▶ [Data for processing]:
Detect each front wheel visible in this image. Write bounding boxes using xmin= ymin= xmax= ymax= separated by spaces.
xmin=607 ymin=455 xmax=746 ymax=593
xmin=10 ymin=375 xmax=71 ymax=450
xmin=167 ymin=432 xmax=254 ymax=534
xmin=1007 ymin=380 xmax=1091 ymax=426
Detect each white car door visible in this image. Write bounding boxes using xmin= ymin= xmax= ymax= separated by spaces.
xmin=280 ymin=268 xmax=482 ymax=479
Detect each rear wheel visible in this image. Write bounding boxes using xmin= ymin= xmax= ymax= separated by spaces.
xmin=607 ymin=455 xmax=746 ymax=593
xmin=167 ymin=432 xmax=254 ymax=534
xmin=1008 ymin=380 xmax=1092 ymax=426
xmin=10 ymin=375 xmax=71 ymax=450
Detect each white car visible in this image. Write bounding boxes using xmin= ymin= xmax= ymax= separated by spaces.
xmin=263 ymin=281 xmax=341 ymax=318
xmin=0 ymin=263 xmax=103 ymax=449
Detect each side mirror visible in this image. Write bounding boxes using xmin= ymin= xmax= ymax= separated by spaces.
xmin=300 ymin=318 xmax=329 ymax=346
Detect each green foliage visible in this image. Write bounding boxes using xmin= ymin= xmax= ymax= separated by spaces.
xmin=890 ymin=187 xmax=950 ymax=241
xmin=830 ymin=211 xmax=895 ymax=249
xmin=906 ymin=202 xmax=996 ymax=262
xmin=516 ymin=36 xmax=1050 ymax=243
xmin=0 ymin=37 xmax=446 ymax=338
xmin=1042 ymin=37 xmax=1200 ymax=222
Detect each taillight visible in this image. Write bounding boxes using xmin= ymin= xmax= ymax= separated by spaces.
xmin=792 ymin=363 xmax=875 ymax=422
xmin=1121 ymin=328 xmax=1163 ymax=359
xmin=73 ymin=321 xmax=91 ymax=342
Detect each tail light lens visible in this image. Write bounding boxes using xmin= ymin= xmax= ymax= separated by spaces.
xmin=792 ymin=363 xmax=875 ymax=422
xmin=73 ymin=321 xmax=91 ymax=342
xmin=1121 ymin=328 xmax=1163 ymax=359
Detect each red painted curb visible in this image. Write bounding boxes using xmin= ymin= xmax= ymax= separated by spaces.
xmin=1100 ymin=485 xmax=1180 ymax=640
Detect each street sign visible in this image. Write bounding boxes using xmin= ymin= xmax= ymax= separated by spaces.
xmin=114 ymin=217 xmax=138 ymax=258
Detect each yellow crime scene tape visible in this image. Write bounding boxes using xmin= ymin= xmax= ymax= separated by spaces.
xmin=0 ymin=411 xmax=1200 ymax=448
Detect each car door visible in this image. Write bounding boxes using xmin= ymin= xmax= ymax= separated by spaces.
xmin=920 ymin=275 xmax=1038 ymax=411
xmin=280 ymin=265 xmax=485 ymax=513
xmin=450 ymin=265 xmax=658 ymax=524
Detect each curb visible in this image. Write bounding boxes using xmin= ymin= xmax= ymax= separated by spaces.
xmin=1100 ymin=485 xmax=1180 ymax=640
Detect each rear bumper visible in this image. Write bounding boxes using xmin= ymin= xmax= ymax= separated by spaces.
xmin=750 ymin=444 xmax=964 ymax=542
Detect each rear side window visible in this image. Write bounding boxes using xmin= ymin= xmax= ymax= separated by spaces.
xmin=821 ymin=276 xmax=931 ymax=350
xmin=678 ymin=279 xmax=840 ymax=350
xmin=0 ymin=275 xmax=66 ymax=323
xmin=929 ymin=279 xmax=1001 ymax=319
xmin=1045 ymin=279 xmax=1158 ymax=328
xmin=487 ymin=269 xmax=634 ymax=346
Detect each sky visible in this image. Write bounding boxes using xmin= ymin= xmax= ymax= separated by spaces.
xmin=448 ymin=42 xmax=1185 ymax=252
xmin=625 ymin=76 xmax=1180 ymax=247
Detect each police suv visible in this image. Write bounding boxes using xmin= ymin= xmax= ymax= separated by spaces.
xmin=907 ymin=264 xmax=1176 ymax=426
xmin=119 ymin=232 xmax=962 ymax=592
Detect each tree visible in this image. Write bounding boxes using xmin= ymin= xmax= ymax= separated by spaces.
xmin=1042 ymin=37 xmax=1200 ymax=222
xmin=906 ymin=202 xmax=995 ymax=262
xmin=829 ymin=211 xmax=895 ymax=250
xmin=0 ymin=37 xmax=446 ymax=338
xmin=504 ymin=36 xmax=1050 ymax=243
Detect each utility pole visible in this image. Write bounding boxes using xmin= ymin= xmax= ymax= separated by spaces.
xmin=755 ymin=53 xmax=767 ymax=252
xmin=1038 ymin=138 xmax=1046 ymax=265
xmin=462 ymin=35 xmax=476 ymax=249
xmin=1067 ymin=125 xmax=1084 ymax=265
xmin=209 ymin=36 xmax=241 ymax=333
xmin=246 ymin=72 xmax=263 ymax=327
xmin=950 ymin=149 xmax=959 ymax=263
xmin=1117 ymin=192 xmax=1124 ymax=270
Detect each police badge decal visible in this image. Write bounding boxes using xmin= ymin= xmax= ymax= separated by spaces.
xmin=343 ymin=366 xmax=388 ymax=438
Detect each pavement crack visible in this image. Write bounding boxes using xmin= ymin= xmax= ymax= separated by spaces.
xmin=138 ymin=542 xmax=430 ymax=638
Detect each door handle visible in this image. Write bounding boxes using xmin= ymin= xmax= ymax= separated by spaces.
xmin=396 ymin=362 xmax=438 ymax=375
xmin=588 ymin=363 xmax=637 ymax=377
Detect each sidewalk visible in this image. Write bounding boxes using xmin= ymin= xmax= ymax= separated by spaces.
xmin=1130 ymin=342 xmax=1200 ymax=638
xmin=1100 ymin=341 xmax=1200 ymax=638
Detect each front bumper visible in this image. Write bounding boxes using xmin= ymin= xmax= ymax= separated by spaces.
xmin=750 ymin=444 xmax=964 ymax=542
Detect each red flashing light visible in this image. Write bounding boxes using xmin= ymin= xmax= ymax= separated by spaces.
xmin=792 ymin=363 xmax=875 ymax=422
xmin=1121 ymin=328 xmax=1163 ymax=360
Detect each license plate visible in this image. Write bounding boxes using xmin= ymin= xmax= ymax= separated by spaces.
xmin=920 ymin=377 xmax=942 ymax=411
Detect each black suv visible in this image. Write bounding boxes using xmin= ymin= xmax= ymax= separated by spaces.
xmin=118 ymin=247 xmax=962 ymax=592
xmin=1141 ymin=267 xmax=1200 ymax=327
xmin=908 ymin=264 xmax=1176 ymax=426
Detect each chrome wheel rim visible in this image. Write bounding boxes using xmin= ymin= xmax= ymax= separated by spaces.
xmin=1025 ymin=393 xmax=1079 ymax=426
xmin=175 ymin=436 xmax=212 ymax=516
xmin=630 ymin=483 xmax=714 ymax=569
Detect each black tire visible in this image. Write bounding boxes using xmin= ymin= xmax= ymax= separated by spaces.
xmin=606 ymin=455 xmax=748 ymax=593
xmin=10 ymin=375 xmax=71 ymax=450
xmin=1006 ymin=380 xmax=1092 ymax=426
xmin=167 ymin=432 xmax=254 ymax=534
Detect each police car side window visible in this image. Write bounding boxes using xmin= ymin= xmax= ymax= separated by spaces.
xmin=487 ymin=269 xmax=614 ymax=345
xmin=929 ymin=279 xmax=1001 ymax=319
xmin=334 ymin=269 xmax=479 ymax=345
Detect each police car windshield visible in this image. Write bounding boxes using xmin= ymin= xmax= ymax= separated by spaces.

▶ [Task to carry out]: Scale every bounding-box coordinate in the answers by 0.25, from the beginning of the rows through the line containing "xmin=280 ymin=268 xmax=482 ymax=479", inclusive, rounding to whole numbers with halves going up. Write all of those lines out again, requests included, and leave the requests unchanged.

▶ [Problem solution]:
Detect each front wheel visible in this image. Write bounding boxes using xmin= ymin= xmax= ymax= separated by spaces.
xmin=152 ymin=114 xmax=187 ymax=148
xmin=3 ymin=94 xmax=18 ymax=113
xmin=42 ymin=108 xmax=64 ymax=134
xmin=252 ymin=95 xmax=273 ymax=107
Detect each white car door visible in this image. Write bounding boxes using xmin= ymin= xmax= ymax= separated by spaces.
xmin=70 ymin=67 xmax=121 ymax=120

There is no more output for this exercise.